▸ **Extract to read**:
Posted in Books, Brazil, Caribbean/Latin America, Media Archive, Monographs, Social Science on 2011-12-26 20:01Z by Steven

Blackness Without Ethnicity: Constructing Race in Brazil

Palgrave Macmillan
August 2003
256 pages
5 1/2 x 8 1/4 inches
Hardback ISBN: 978-0-312-29374-1, ISBN10: 0-312-29374-7
Paperback ISBN: 978-0-312-29375-8, ISBN10: 0-312-29375-5

Livio Sansone, Vice Director of Centro de Estudos Afro-Asiaticos
Universidade Candido Mendes in Brazil

Drawing on 15 years of research in Bahia, Rio de Janeiro, Suriname, and the Netherlands, Livio Sansone explores the very different ways that race and ethnicity are constructed in Brazil and the rest of Latin America. He compares Latin American conceptions of race to US and European notions of race that are defined by clearly identifiable black-white ethnicities. Sansone argues that understanding more complex, ambiguous notions of culture and identity will expand international discourse on race and move it away from American definitions unable to describe racial difference. He also explores the effects of globalization on constructions of race.

▸ **Set of tasks**:
A: Answer these from the book listing:
(i) Which company published the book?
(ii) How many pages does it have?
(iii) How many years of research does the book draw on?
B: Reproduce the book listing word for word, from "Drawing on 15" to "constructions of race.".

▸ **Information provided**:
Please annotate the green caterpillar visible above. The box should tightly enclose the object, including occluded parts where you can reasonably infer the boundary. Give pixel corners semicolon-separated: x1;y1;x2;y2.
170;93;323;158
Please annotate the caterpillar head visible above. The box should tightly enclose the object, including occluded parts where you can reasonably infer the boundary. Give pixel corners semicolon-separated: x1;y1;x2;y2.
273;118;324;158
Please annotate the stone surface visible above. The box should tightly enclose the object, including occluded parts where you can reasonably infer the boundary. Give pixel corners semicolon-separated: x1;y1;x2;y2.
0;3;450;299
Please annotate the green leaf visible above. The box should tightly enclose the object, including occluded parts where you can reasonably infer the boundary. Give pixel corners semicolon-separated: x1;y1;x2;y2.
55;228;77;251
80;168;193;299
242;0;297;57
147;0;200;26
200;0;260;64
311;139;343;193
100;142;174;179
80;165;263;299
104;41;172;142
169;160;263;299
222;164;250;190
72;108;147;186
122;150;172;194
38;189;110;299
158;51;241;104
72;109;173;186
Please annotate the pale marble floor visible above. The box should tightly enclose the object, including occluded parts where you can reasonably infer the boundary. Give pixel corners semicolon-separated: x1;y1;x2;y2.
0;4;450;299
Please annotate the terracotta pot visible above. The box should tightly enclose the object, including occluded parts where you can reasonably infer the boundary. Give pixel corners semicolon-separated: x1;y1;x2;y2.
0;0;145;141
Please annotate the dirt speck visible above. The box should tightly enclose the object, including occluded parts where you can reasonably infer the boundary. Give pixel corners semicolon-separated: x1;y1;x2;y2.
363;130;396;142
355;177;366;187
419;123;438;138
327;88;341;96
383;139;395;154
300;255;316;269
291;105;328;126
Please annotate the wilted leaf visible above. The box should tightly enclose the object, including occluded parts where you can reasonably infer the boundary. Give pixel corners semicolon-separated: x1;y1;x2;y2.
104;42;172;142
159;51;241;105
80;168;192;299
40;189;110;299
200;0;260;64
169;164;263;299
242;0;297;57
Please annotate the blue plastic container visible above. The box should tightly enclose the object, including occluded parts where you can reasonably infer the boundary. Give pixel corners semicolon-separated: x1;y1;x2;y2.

▸ **Answers to the exercises**:
A:
(i) Palgrave Macmillan
(ii) 256
(iii) 15

B:
Drawing on 15 years of research in Bahia, Rio de Janeiro, Suriname, and the Netherlands, Livio Sansone explores the very different ways that race and ethnicity are constructed in Brazil and the rest of Latin America. He compares Latin American conceptions of race to US and European notions of race that are defined by clearly identifiable black-white ethnicities. Sansone argues that understanding more complex, ambiguous notions of culture and identity will expand international discourse on race and move it away from American definitions unable to describe racial difference. He also explores the effects of globalization on constructions of race.